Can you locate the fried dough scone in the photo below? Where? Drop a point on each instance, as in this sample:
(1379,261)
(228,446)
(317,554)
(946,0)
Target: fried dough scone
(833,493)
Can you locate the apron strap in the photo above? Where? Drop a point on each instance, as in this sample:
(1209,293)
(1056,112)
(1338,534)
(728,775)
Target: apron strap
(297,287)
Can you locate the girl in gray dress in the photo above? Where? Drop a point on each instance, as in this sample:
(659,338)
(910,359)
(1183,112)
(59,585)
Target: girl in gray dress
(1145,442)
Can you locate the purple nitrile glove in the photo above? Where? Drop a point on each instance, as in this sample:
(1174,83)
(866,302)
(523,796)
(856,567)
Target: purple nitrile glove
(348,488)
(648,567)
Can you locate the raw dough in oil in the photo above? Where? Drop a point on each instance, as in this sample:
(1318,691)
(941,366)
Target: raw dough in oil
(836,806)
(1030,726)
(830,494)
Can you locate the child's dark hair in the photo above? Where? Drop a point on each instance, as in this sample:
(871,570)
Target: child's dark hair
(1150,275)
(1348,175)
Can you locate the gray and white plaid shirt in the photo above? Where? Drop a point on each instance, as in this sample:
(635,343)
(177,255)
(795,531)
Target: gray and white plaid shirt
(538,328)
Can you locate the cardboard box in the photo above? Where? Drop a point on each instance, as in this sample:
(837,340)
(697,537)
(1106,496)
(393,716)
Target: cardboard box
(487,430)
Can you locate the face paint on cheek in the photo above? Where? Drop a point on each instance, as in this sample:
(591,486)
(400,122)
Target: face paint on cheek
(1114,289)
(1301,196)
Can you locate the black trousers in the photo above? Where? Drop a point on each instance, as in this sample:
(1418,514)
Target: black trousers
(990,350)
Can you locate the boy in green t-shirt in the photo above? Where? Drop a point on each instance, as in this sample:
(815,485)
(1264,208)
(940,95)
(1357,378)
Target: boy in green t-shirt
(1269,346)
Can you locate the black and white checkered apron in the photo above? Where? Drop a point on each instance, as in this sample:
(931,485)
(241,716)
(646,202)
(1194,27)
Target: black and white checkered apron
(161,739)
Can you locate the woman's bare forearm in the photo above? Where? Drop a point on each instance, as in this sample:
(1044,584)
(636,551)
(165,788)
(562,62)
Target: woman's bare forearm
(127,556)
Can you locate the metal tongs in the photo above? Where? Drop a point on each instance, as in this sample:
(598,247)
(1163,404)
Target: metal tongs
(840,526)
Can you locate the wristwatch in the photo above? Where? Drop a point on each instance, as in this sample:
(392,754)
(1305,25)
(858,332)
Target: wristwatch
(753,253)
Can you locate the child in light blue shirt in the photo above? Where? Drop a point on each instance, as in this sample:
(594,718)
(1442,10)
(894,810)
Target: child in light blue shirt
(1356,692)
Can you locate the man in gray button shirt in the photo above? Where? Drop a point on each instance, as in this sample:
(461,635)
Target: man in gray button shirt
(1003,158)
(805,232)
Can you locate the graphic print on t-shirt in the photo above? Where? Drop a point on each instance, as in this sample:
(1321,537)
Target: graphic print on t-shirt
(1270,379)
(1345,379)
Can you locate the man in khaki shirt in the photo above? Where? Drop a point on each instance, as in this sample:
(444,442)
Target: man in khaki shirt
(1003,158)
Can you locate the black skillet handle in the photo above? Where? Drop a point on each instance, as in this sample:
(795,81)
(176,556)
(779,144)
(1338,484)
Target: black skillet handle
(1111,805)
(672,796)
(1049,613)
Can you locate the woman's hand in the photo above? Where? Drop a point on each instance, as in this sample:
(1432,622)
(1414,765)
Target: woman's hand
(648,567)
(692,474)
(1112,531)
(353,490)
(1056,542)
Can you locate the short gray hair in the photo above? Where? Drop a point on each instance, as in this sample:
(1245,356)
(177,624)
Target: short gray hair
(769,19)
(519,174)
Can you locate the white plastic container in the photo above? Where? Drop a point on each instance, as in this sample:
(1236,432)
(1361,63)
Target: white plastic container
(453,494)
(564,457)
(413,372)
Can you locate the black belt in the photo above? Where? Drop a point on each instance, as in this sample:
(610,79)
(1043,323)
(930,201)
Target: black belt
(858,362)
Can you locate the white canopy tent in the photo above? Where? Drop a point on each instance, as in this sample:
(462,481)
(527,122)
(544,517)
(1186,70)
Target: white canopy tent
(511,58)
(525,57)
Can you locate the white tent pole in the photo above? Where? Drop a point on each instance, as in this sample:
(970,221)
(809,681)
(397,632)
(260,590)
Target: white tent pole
· · · ·
* The request
Can you write out all of the rows again, swapping every "Drop a point" for "Place a dot" and leaving the rest unchanged?

* Result below
Can you locate the fried dough scone in the photo below? Where? Place a dot on each instance, as in this sample:
(1379,261)
(228,446)
(317,554)
(946,0)
Target: fried dough scone
(833,493)
Can you locate the apron strap in the photo above? Where? Place a dot on each instance, as in this sample:
(1209,293)
(1056,112)
(1338,534)
(728,775)
Target: apron strap
(297,287)
Can you locate the girl in gray dress in the photo above? Where? Place a dot on each instance, as in this sample:
(659,338)
(910,359)
(1183,112)
(59,585)
Target: girl in gray dress
(1145,442)
Can you locate the purple nitrile glove in the photo above? Where? Place a dot on each instance, as in this sample:
(1174,83)
(866,302)
(523,796)
(856,567)
Target: purple nitrile glove
(348,488)
(648,567)
Can you locate the raw dough in oil in the photo above? Where? Place a dot on each instance, as in this sample:
(1318,691)
(941,366)
Target: raw dough in oil
(836,806)
(1030,726)
(830,494)
Can you locate the child's dark hair in the photo above? Where? Place a dot on each instance, as in this sample:
(871,570)
Target: child's dark hair
(1150,275)
(1348,175)
Can you locate the gray and white plaid shirt in the photo above? Where? Place a dot on each instance, as in this sample:
(635,343)
(177,255)
(795,531)
Target: gray and white plaid shirt
(538,328)
Can you locate the cardboard box in the photo above? Where? Place a dot on each instance, as in this sample:
(837,340)
(697,537)
(1106,496)
(393,716)
Target: cardboard box
(487,430)
Can you locate the face paint on cheek in the photo above? Where? Place a dot on each instance, as in this sample:
(591,486)
(400,122)
Target: face paint on cheek
(1114,289)
(1301,196)
Can you locate the black trousers in the photo above? Where? Place a dot on each instance, as in this sample:
(1418,514)
Target: black trousers
(990,350)
Can you locate the boy in green t-shirt in the photo above? Where? Place a dot on each instance, as in this sample:
(815,485)
(1264,208)
(940,95)
(1357,378)
Target: boy in green t-shirt
(1269,346)
Can you locate the black and white checkered apron in the photo above? Where? Place a dot on each instance, as in this sample:
(931,485)
(241,716)
(646,202)
(1194,27)
Target: black and white checkered apron
(161,739)
Can you locate the woman's bare forearm in the photo above? Where? Place a dot on each instance, as in this sample:
(1044,584)
(636,551)
(165,788)
(562,62)
Target: woman's bare forearm
(127,556)
Can you locate the metal tongs in the photo above? Where? Place a dot on each instance, as in this sample:
(598,247)
(1163,404)
Target: metal tongs
(840,526)
Can you locate the wristwatch in the photo above? Where? Place a dot on each instance, as in this sample:
(392,754)
(1305,25)
(858,332)
Target: wristwatch
(753,253)
Can you locate the child in light blue shirt in the photo above? Where? Place a dot on each instance, as in this sample:
(594,718)
(1442,10)
(894,810)
Target: child in light blue shirt
(1356,692)
Can you locate the man in gray button shirt in the photo above? Where? Place a dot on each instance, as in this sample:
(461,635)
Target: man in gray button shirt
(1003,158)
(805,232)
Can you locate the graphic print on t-shirt in the photo above? Where? Place a dot on each instance, as in this sample:
(1321,537)
Target: graphic print on t-shirt
(1270,379)
(1345,379)
Can you locate the man in khaki shirt in the photo above? Where? Place a dot on each instance, as in this sample:
(444,442)
Target: man in khaki shirt
(1003,158)
Can you locate the black skillet handle in the photo above? Where? Place a dot on each instance, as in this sample:
(795,81)
(176,556)
(779,144)
(1338,484)
Target: black skillet handle
(1111,805)
(672,796)
(1049,613)
Can you locate the woman's hand in the photo above? Where? Place a dot on each instance, as in this sample:
(1432,622)
(1414,765)
Target: woman's hand
(648,567)
(692,474)
(1112,531)
(353,490)
(1056,542)
Can you locate the short gray hair in the photo above? Where? Place a dot on each instance, as in this sample:
(1245,356)
(177,624)
Target: short gray hair
(769,19)
(519,174)
Can you locate the white plastic container in the photo above? Where? Place a dot on each instance, as in this sample:
(1236,432)
(1361,63)
Target: white plastic container
(453,494)
(564,457)
(413,372)
Can you locate the black belt in the photo above? Where? Place a dot on each instance, as in this sample:
(610,79)
(1043,323)
(930,201)
Target: black belt
(858,362)
Can you locate the white canopy tent in the photo above? Where? Place a dot on each instance, as in this sample:
(462,481)
(527,122)
(544,517)
(1186,70)
Target: white canopy tent
(511,58)
(525,57)
Can you locate the white tent pole in the photo above? Where? Place a dot on each instance, as in this sample:
(970,221)
(809,681)
(397,632)
(260,590)
Target: white tent pole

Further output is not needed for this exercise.